[Recorded data — start]
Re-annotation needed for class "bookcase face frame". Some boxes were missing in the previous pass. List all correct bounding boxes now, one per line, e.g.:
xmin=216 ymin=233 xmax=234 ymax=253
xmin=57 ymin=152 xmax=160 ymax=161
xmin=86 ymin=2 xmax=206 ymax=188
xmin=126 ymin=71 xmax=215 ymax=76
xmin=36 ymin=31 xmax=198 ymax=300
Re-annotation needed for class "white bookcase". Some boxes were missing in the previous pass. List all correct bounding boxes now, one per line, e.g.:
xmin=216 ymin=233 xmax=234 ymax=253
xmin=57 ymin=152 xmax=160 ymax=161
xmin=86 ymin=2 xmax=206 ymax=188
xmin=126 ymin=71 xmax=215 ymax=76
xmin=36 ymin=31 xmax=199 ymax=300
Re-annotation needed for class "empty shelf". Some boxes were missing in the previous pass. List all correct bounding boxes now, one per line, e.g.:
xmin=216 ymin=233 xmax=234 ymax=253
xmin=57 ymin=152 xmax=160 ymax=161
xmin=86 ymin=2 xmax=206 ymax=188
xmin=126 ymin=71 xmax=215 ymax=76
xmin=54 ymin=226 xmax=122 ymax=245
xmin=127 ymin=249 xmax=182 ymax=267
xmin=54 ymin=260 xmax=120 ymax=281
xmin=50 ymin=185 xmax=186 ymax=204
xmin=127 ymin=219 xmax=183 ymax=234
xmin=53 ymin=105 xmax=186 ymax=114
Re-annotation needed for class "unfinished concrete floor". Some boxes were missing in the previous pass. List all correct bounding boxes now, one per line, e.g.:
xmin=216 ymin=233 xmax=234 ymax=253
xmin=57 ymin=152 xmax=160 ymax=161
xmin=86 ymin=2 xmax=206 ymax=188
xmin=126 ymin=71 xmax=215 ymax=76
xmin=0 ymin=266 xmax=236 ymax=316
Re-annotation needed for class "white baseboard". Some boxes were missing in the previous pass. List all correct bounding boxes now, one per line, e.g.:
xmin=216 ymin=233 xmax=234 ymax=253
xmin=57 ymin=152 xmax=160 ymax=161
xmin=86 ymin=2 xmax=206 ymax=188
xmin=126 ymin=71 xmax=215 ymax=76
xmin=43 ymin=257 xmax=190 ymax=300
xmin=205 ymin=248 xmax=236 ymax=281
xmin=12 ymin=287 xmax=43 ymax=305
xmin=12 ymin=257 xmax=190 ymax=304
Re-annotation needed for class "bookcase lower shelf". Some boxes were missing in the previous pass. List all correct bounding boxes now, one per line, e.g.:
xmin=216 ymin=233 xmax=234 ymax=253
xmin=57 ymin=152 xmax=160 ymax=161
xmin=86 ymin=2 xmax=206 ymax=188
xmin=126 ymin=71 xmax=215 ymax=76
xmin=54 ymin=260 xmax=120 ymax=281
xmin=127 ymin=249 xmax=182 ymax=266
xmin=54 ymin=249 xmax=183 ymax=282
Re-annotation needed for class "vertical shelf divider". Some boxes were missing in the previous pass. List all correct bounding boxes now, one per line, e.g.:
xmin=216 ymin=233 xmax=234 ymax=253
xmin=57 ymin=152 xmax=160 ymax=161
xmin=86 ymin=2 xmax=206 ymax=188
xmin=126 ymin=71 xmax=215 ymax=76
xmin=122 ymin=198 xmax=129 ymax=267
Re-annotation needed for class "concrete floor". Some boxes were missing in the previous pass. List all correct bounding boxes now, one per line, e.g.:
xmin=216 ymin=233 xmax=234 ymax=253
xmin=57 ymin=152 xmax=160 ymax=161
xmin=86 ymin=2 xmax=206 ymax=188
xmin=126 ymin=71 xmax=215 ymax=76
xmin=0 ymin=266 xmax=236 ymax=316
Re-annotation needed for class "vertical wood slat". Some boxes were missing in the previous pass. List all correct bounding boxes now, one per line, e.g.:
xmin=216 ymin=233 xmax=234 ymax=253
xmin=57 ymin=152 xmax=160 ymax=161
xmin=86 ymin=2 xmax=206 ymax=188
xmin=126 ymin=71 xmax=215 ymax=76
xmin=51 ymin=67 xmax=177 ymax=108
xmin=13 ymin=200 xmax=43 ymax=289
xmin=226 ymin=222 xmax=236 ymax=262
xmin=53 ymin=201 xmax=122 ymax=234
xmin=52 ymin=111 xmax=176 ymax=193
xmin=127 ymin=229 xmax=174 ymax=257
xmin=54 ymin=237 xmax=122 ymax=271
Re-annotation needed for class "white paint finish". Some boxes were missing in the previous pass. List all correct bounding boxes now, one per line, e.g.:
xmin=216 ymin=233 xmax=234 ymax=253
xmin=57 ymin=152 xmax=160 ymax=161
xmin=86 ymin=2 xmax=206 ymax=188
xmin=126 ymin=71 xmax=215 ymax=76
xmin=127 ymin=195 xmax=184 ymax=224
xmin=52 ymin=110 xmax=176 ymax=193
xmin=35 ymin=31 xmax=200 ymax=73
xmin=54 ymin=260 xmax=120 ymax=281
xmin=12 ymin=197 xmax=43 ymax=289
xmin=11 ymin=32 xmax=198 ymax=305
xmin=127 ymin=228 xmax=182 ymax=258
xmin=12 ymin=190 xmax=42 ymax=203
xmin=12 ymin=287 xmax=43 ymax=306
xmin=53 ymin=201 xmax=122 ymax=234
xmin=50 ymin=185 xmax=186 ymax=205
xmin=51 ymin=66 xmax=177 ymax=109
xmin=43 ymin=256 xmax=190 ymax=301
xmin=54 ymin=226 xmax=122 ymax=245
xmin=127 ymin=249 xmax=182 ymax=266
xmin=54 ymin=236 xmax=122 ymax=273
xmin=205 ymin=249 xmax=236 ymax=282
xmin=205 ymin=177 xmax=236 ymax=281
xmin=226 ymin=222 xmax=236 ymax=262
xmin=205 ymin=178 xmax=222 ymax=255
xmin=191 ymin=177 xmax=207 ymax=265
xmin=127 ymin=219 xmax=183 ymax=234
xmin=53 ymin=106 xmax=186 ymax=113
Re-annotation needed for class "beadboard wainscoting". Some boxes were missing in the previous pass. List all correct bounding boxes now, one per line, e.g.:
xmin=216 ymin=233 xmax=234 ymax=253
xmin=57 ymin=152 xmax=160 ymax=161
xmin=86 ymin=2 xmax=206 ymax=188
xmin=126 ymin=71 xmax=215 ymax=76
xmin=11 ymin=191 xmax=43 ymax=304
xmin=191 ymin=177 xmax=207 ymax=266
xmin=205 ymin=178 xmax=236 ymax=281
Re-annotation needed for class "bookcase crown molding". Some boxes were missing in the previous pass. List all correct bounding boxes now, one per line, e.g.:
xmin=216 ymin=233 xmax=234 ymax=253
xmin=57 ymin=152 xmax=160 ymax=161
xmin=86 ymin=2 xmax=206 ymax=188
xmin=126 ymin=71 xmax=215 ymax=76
[Recorded data — finish]
Work to be completed:
Without omitting anything, set down all the entries above again.

Answer for the task:
Re-annotation needed for class "bookcase face frame". Some boxes were missing in the previous pass. List all correct bounding boxes now, one per line, e.g.:
xmin=216 ymin=233 xmax=234 ymax=253
xmin=57 ymin=152 xmax=160 ymax=161
xmin=86 ymin=2 xmax=206 ymax=188
xmin=126 ymin=71 xmax=215 ymax=76
xmin=36 ymin=31 xmax=198 ymax=300
Re-annotation needed for class "white bookcase". Some boxes were missing in the previous pass. List all correct bounding boxes now, one per line, e.g.:
xmin=216 ymin=233 xmax=234 ymax=253
xmin=57 ymin=152 xmax=160 ymax=161
xmin=86 ymin=2 xmax=206 ymax=188
xmin=126 ymin=71 xmax=215 ymax=76
xmin=36 ymin=31 xmax=199 ymax=300
Re-annotation needed for class "empty shelf". Some boxes were missing in the previous pass. List all correct bounding boxes now, one per line, e.g.:
xmin=216 ymin=233 xmax=234 ymax=253
xmin=57 ymin=152 xmax=160 ymax=161
xmin=86 ymin=2 xmax=206 ymax=188
xmin=126 ymin=71 xmax=215 ymax=76
xmin=54 ymin=226 xmax=122 ymax=245
xmin=127 ymin=249 xmax=182 ymax=267
xmin=54 ymin=260 xmax=120 ymax=281
xmin=50 ymin=185 xmax=186 ymax=204
xmin=127 ymin=219 xmax=183 ymax=234
xmin=53 ymin=105 xmax=186 ymax=114
Re-annotation needed for class "unfinished concrete floor". Some boxes were missing in the previous pass. List all correct bounding boxes now, one per line, e.g.:
xmin=216 ymin=233 xmax=234 ymax=253
xmin=57 ymin=152 xmax=160 ymax=161
xmin=86 ymin=2 xmax=206 ymax=188
xmin=126 ymin=71 xmax=215 ymax=76
xmin=0 ymin=266 xmax=236 ymax=316
Re-annotation needed for class "white baseboard". Some boxes were missing in the previous pass. List all correct bounding boxes now, one per line, e.g.:
xmin=216 ymin=233 xmax=234 ymax=253
xmin=57 ymin=152 xmax=160 ymax=161
xmin=86 ymin=2 xmax=206 ymax=188
xmin=126 ymin=71 xmax=215 ymax=76
xmin=43 ymin=257 xmax=190 ymax=300
xmin=205 ymin=248 xmax=236 ymax=281
xmin=12 ymin=287 xmax=43 ymax=305
xmin=12 ymin=257 xmax=190 ymax=304
Re-annotation needed for class "bookcase lower shelf". Some boxes were missing in the previous pass. List all correct bounding boxes now, one per line, e.g.:
xmin=216 ymin=233 xmax=234 ymax=253
xmin=57 ymin=152 xmax=160 ymax=161
xmin=86 ymin=2 xmax=206 ymax=188
xmin=126 ymin=71 xmax=215 ymax=76
xmin=54 ymin=260 xmax=120 ymax=281
xmin=127 ymin=249 xmax=182 ymax=266
xmin=54 ymin=249 xmax=183 ymax=282
Re-annotation needed for class "vertical shelf divider". Some boxes were missing in the previous pass. List all correct bounding boxes now, one per line, e.g.:
xmin=216 ymin=233 xmax=234 ymax=253
xmin=57 ymin=152 xmax=160 ymax=161
xmin=86 ymin=2 xmax=206 ymax=188
xmin=126 ymin=71 xmax=215 ymax=76
xmin=122 ymin=198 xmax=129 ymax=267
Re-annotation needed for class "concrete floor". Some boxes were missing in the previous pass. List all correct bounding boxes now, one per line, e.g.:
xmin=216 ymin=233 xmax=234 ymax=253
xmin=57 ymin=152 xmax=160 ymax=161
xmin=86 ymin=2 xmax=206 ymax=188
xmin=126 ymin=71 xmax=215 ymax=76
xmin=0 ymin=266 xmax=236 ymax=316
Re-annotation needed for class "vertical wood slat". Some boxes were missing in the previous pass. List all correct bounding boxes now, one per line, e.g.:
xmin=216 ymin=233 xmax=234 ymax=253
xmin=57 ymin=152 xmax=160 ymax=161
xmin=86 ymin=2 xmax=206 ymax=188
xmin=126 ymin=71 xmax=215 ymax=76
xmin=51 ymin=67 xmax=177 ymax=108
xmin=13 ymin=200 xmax=43 ymax=289
xmin=226 ymin=222 xmax=236 ymax=262
xmin=53 ymin=201 xmax=122 ymax=234
xmin=52 ymin=111 xmax=176 ymax=193
xmin=127 ymin=229 xmax=174 ymax=257
xmin=54 ymin=237 xmax=122 ymax=271
Re-annotation needed for class "white paint finish". Some boxes were missing in the previous pass. List all correct bounding boxes now, one per line, e.g.:
xmin=216 ymin=233 xmax=234 ymax=253
xmin=57 ymin=152 xmax=160 ymax=161
xmin=86 ymin=2 xmax=206 ymax=188
xmin=126 ymin=71 xmax=215 ymax=76
xmin=127 ymin=195 xmax=184 ymax=224
xmin=52 ymin=110 xmax=176 ymax=193
xmin=35 ymin=31 xmax=200 ymax=73
xmin=54 ymin=260 xmax=120 ymax=281
xmin=12 ymin=197 xmax=43 ymax=289
xmin=11 ymin=32 xmax=198 ymax=305
xmin=127 ymin=228 xmax=182 ymax=258
xmin=12 ymin=190 xmax=42 ymax=203
xmin=12 ymin=287 xmax=43 ymax=306
xmin=53 ymin=201 xmax=122 ymax=234
xmin=50 ymin=185 xmax=186 ymax=205
xmin=51 ymin=66 xmax=177 ymax=109
xmin=43 ymin=256 xmax=190 ymax=301
xmin=54 ymin=226 xmax=122 ymax=245
xmin=127 ymin=249 xmax=182 ymax=266
xmin=54 ymin=236 xmax=122 ymax=273
xmin=205 ymin=249 xmax=236 ymax=282
xmin=205 ymin=177 xmax=236 ymax=281
xmin=226 ymin=222 xmax=236 ymax=262
xmin=205 ymin=178 xmax=222 ymax=255
xmin=191 ymin=177 xmax=207 ymax=265
xmin=127 ymin=219 xmax=183 ymax=234
xmin=53 ymin=106 xmax=186 ymax=113
Re-annotation needed for class "beadboard wainscoting". Some boxes were missing in the previous pass. List all correct bounding boxes now, one per line, e.g.:
xmin=216 ymin=233 xmax=234 ymax=253
xmin=57 ymin=152 xmax=160 ymax=161
xmin=86 ymin=2 xmax=206 ymax=188
xmin=126 ymin=71 xmax=215 ymax=76
xmin=11 ymin=191 xmax=43 ymax=304
xmin=191 ymin=177 xmax=207 ymax=266
xmin=205 ymin=178 xmax=236 ymax=281
Re-annotation needed for class "bookcase crown molding". Some boxes were missing in the previous pass. List all correct bounding boxes now, one per line, e.g.:
xmin=216 ymin=233 xmax=234 ymax=253
xmin=57 ymin=152 xmax=160 ymax=161
xmin=86 ymin=2 xmax=206 ymax=188
xmin=126 ymin=71 xmax=215 ymax=76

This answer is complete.